***** Selected passage *****
You gonna move the DRO from the X2 to it? Hope you at least got scales for it.


Cheers,
Kevin


----------



## JimM (Aug 3, 2009)

Oooohhh that looks nice CC

I missed out on one of those on Eb*y a couple of months ago - the seller pulled the auction as he did a deal offline (wasn't with you was it !)

Was it advertised or a friend of a friend job.

Cheers

Jim


----------



## CrewCab (Aug 3, 2009)

Kevin, no DRO but I'm hoping to transfer the one from the X2, as far as I can see I'll just need to replace one scale, two of the existing ones should transfer, but I'll know better once I'm set up ............. small steps I'm afraid 

Jim, no wasn't me but I think I know the one you mean, was it the one with the Newall DRO. I've seen about 3 on ebay over the last few months and all of them were withdrawn, I assume because someone had done a deal. 

CC


----------



## JimM (Aug 3, 2009)

Hi CC, yes the one I wanted had the Newall DRO - I actually contacted the seller when it was pulled and he told me he let it go for £800 which seemed like a bit of a bargain to me (I think it even included a vice etc) 

I've ended up with an Elliott Juniormill which I think the 626/VMCs are based on - at least they appear to be similar in design.

Please post some pics when you attach the DROs as I'd be interested to see how you mount yours. It's something on my 'must have' list but need to let the bank balance recuperate from the mill purchase first 

Cheers

Jim


----------



## RobWilson (Aug 3, 2009)

Hope all goes well tomorrow CC 

Regards Rob


----------



## CrewCab (Aug 3, 2009)

Blimey Jim if that one sold for £800 including the DRO someone sure got a bargain  : ............ the new price of mill + Newall DRO is I believe well over £2.5k and that's without any tooling ................ Oh well, as you say, if that's the case ..............  

Rob, Cheers  ............ third time lucky, hopefully 


anyway ............. a better evening, after a busy, and very physical day at work (for which I'm getting far too old ;D ) .......... my lifting appliance's arrived ..............






and shortly thereafter .....................
***** Input material *****
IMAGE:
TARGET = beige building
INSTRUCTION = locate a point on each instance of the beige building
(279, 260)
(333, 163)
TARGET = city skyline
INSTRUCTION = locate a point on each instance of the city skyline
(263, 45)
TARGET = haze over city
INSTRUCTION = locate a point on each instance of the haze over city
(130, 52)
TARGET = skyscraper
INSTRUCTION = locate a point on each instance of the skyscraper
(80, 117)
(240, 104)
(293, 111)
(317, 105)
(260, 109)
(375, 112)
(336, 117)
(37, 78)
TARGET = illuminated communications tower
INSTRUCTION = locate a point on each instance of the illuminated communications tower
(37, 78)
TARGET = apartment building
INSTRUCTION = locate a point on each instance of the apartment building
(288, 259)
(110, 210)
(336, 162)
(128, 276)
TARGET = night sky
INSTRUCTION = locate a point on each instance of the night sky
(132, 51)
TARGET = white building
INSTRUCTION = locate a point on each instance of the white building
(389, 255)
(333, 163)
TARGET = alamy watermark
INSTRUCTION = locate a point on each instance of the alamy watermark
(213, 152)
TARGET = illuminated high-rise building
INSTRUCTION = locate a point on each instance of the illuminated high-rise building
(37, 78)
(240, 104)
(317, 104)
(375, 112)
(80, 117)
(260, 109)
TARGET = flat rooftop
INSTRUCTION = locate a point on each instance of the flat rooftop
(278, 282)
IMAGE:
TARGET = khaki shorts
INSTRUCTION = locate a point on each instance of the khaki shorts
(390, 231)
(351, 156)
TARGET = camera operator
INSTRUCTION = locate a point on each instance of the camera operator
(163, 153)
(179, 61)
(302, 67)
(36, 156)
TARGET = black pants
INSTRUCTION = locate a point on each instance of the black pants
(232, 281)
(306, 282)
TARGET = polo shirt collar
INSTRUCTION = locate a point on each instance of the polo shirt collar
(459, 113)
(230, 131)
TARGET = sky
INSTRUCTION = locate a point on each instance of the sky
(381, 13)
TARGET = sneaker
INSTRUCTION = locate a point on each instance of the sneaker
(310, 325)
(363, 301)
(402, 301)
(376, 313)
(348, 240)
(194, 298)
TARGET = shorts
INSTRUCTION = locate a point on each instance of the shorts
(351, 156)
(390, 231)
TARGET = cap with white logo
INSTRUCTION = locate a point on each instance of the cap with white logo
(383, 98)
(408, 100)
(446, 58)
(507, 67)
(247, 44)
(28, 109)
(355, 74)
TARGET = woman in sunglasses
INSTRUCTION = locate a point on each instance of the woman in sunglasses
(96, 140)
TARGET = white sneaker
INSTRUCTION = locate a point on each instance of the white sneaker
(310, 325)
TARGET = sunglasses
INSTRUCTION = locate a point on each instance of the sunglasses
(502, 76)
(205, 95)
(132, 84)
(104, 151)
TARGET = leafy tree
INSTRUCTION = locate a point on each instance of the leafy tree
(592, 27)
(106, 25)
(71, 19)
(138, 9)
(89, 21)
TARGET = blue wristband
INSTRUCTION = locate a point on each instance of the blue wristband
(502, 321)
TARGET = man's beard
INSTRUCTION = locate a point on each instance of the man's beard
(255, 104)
*****
Actions to take:
**a.** Extract the passage of the mill forum thread from "## RobWilson (Aug" to "the case ..............".
**b.** Rewrite the listing from the line with "TARGET = sunglasses" to the end of the listing, replacing "leafy tree" with "green tree" and changing nothing else. Return only those lines.
The forum thread and the listing have no connection to each other.

Results:
**a.**
## RobWilson (Aug 3, 2009)

Hope all goes well tomorrow CC 

Regards Rob


----------



## CrewCab (Aug 3, 2009)

Blimey Jim if that one sold for £800 including the DRO someone sure got a bargain  : ............ the new price of mill + Newall DRO is I believe well over £2.5k and that's without any tooling ................ Oh well, as you say, if that's the case ..............

**b.**
TARGET = sunglasses
INSTRUCTION = locate a point on each instance of the sunglasses
(502, 76)
(205, 95)
(132, 84)
(104, 151)
TARGET = green tree
INSTRUCTION = locate a point on each instance of the green tree
(592, 27)
(106, 25)
(71, 19)
(138, 9)
(89, 21)
TARGET = blue wristband
INSTRUCTION = locate a point on each instance of the blue wristband
(502, 321)
TARGET = man's beard
INSTRUCTION = locate a point on each instance of the man's beard
(255, 104)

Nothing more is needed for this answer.